(Stored data entries)
——
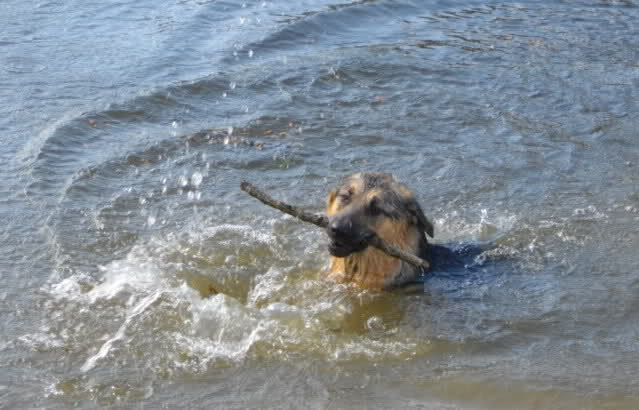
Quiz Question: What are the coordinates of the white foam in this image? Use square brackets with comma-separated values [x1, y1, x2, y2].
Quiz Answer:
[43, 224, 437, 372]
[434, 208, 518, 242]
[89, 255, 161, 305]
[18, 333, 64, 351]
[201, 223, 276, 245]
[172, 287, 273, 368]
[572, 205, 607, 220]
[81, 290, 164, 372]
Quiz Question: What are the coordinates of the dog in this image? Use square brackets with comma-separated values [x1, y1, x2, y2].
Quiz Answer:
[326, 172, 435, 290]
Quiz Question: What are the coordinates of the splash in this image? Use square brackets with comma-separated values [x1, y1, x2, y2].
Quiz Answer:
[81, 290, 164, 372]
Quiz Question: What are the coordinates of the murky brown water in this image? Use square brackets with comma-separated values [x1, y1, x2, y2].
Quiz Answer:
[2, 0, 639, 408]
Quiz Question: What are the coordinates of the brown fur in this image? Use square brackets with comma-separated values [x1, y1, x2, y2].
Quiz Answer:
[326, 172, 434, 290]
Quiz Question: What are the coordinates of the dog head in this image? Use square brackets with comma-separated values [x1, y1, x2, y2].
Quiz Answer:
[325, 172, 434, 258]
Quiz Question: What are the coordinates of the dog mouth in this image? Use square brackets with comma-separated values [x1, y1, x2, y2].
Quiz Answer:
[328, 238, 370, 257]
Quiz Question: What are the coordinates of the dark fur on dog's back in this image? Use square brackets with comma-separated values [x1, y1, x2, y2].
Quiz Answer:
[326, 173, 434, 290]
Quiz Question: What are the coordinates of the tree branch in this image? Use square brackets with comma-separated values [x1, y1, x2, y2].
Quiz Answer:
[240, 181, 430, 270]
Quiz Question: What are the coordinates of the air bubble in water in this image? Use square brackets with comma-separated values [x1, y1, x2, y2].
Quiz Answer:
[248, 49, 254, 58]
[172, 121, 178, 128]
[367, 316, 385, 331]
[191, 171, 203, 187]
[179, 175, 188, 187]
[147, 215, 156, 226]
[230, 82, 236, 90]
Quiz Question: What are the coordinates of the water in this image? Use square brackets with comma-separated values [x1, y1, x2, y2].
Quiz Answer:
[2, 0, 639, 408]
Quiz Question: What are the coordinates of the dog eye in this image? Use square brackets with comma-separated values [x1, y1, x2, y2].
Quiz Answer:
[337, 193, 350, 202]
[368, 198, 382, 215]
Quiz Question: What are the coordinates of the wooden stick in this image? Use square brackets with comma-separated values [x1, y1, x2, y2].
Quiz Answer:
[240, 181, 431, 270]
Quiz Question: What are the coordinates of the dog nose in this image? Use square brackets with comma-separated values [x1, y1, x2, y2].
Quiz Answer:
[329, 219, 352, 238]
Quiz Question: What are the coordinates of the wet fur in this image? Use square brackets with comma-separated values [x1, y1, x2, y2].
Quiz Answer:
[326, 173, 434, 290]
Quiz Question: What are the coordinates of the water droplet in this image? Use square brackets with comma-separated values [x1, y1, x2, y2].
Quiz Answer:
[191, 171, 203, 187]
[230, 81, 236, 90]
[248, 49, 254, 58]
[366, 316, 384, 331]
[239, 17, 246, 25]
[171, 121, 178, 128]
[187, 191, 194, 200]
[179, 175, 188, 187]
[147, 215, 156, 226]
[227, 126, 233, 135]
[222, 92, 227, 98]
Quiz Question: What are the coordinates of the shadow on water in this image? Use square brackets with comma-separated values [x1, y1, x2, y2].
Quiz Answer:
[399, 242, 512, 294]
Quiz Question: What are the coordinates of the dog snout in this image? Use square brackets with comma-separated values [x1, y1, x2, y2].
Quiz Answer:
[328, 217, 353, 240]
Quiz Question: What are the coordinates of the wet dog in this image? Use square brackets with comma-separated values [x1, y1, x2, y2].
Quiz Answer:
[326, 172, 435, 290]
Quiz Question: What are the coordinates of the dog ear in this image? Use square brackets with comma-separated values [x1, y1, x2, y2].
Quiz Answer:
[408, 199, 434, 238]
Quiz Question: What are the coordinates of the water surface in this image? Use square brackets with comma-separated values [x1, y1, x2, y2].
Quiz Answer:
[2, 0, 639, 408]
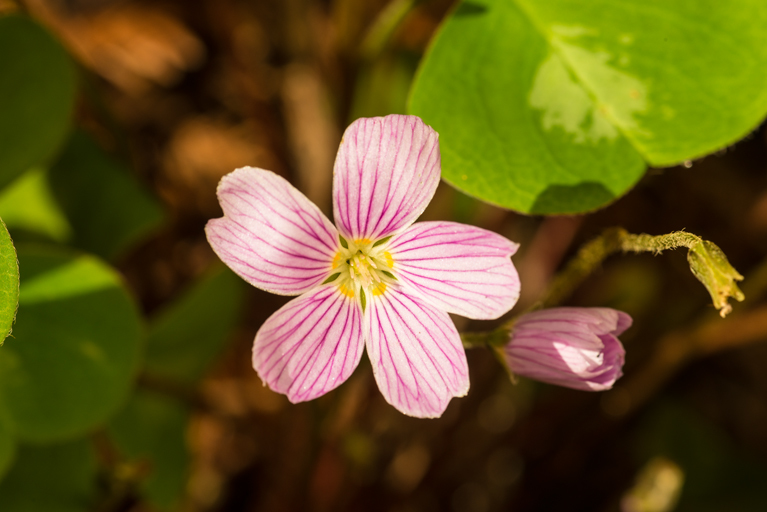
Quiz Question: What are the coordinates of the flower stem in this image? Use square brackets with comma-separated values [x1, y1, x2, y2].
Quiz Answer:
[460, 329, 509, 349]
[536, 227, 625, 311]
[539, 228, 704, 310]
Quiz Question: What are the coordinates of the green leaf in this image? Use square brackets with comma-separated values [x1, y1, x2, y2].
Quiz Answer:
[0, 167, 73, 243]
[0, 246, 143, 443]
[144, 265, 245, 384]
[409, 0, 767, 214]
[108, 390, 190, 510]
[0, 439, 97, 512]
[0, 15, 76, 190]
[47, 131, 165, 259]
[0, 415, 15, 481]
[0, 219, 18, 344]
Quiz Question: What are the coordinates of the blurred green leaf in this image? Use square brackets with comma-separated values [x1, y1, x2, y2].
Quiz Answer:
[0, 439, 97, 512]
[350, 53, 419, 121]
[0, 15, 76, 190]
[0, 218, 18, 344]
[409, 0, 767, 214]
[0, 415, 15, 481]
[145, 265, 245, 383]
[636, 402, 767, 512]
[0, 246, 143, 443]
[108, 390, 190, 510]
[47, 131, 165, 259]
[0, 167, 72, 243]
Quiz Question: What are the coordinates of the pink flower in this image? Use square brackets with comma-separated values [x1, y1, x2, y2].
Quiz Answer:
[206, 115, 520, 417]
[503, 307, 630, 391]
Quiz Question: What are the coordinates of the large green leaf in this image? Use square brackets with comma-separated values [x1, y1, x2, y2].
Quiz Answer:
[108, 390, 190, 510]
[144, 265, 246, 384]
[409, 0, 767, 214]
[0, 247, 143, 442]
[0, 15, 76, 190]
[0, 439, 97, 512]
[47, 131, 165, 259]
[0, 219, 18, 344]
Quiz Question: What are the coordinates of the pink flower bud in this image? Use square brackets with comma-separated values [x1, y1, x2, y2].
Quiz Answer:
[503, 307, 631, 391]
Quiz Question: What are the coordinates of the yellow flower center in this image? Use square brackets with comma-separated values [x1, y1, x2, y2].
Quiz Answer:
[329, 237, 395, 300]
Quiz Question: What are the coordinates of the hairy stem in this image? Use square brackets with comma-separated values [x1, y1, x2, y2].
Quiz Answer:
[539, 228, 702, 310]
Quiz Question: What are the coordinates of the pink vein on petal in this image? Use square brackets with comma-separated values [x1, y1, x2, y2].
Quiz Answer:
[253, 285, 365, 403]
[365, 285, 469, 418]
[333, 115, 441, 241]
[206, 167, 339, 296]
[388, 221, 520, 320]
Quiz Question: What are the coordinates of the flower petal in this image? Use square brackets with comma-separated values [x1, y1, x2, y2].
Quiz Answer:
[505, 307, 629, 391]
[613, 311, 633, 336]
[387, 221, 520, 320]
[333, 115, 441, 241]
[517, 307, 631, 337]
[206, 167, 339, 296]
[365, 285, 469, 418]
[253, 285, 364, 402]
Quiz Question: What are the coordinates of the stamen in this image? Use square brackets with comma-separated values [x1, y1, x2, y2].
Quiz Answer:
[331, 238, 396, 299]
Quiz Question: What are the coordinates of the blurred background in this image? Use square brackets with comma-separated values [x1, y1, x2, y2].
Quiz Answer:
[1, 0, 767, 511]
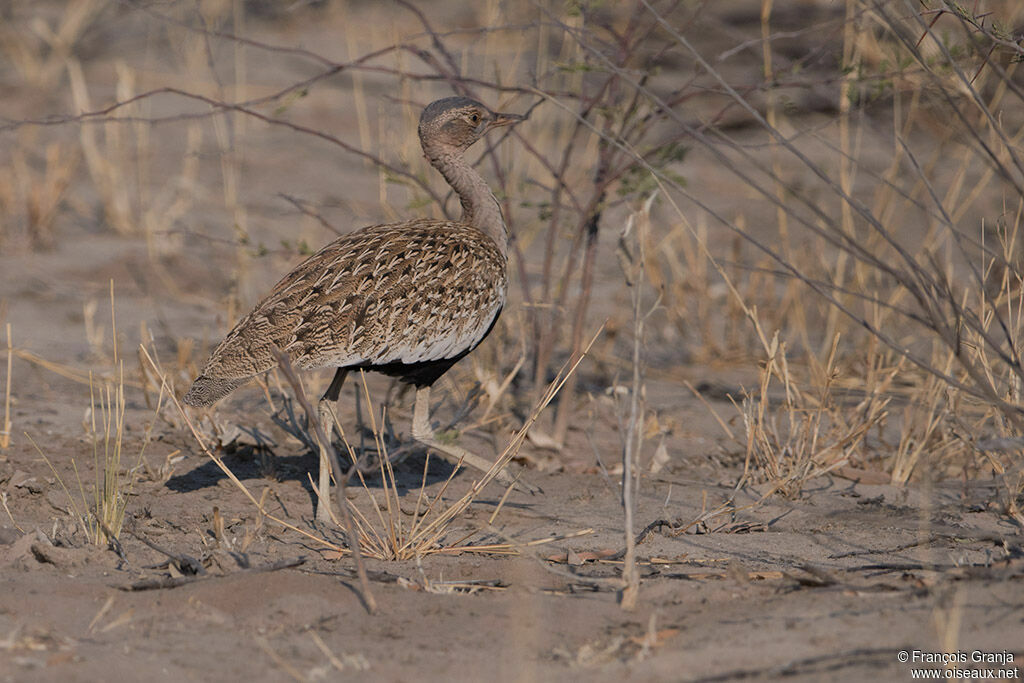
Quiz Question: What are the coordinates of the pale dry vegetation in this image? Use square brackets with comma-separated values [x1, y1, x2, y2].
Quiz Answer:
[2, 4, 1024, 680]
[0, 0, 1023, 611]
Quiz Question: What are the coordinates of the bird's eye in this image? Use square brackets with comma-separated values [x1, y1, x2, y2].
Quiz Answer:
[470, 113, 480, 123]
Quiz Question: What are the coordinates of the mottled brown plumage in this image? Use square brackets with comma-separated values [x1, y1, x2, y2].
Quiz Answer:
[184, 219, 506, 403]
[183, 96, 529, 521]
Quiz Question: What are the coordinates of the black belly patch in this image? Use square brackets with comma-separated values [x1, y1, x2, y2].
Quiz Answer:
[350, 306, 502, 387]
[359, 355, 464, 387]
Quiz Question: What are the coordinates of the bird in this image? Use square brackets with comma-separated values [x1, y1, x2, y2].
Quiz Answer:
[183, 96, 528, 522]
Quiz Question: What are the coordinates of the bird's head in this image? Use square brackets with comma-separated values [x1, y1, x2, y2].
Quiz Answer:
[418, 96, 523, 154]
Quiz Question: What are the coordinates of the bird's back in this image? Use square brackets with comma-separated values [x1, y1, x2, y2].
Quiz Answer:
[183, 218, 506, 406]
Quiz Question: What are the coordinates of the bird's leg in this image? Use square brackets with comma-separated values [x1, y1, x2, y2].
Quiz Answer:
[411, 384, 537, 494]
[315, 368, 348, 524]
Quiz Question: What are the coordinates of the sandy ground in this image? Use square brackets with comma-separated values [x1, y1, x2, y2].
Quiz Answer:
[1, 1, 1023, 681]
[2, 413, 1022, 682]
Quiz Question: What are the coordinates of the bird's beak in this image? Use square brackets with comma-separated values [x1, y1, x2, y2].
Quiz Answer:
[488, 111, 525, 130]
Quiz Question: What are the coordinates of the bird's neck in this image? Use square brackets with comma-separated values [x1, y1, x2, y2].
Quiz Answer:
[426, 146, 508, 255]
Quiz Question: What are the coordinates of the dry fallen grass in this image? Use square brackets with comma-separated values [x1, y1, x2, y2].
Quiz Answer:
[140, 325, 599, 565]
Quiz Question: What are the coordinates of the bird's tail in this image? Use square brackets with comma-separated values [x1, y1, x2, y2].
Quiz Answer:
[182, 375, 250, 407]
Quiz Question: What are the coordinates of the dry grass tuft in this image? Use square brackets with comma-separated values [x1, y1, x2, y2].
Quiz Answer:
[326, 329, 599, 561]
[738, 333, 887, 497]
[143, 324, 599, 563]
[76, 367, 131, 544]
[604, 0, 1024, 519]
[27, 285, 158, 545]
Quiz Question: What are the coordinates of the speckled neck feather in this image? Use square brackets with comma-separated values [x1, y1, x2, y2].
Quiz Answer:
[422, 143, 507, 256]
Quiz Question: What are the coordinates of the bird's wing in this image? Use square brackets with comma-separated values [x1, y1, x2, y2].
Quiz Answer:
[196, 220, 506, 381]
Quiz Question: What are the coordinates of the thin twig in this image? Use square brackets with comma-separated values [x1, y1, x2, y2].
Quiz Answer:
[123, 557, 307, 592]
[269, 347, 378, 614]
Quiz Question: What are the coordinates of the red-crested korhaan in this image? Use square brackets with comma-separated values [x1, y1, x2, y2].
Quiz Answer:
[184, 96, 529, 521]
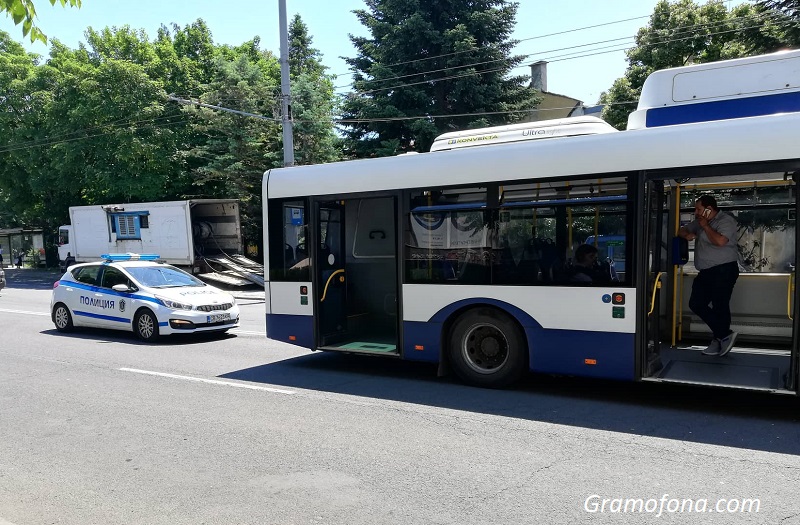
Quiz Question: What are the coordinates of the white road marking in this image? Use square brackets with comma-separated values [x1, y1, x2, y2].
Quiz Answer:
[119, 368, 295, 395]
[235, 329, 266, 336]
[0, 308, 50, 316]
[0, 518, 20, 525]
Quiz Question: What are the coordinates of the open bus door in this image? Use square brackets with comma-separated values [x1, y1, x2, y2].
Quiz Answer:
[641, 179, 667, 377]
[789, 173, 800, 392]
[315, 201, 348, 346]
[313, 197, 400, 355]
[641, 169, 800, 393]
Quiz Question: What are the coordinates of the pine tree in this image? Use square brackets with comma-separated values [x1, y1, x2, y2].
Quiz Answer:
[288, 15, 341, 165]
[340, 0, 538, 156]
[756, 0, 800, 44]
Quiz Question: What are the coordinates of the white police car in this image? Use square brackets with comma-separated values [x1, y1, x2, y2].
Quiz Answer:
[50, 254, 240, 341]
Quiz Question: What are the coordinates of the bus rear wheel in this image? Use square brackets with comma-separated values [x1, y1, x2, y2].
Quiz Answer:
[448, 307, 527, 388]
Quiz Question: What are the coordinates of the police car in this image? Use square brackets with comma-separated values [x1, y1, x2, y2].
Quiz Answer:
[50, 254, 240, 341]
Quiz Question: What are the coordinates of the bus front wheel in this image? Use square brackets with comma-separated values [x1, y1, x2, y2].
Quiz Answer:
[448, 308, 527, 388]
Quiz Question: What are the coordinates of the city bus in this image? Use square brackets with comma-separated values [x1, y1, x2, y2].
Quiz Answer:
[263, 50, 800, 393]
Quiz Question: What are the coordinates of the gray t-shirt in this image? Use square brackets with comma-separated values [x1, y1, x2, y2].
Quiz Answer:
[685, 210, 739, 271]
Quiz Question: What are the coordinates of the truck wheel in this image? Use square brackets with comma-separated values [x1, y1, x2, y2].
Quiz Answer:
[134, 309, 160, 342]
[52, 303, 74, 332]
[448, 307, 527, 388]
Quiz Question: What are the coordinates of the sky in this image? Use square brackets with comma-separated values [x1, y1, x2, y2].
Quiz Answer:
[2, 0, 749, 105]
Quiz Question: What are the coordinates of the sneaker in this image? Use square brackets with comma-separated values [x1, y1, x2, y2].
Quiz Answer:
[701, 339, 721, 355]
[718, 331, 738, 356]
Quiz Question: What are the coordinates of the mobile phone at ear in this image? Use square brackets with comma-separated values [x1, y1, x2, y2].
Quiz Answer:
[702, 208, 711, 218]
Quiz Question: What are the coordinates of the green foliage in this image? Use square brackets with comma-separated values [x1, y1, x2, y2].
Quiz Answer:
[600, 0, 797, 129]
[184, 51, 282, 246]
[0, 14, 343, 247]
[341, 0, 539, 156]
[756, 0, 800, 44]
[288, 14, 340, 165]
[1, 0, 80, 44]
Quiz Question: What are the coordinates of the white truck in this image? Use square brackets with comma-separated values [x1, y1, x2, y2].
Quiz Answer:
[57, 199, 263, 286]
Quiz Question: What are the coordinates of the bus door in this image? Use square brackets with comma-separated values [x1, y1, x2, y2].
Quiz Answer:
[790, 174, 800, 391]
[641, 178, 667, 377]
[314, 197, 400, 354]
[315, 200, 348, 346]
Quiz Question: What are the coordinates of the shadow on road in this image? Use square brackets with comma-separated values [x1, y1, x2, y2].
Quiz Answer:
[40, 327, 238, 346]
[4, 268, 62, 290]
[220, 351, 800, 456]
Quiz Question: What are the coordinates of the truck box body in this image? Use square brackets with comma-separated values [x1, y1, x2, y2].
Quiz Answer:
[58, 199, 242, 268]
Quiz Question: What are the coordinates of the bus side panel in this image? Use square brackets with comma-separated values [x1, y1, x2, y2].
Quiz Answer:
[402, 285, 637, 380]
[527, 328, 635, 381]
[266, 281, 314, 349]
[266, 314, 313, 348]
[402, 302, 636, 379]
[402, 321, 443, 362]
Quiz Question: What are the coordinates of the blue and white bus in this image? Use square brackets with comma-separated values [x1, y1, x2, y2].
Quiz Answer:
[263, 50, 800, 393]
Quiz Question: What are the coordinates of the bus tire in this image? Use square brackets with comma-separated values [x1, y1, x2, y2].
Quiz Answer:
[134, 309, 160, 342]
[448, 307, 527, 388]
——
• Exercise
Every line above that includes the string "blurred" needs to be copied.

• Solution to this task
Quiz Question: What are the coordinates of the blurred green leaf in this image? Use square brackets with comma-separated values [x1, y1, x2, y2].
Quiz Question: What are the coordinates of the blurred background in this image? Use square brackets with comma-separated values [x1, y1, x2, y2].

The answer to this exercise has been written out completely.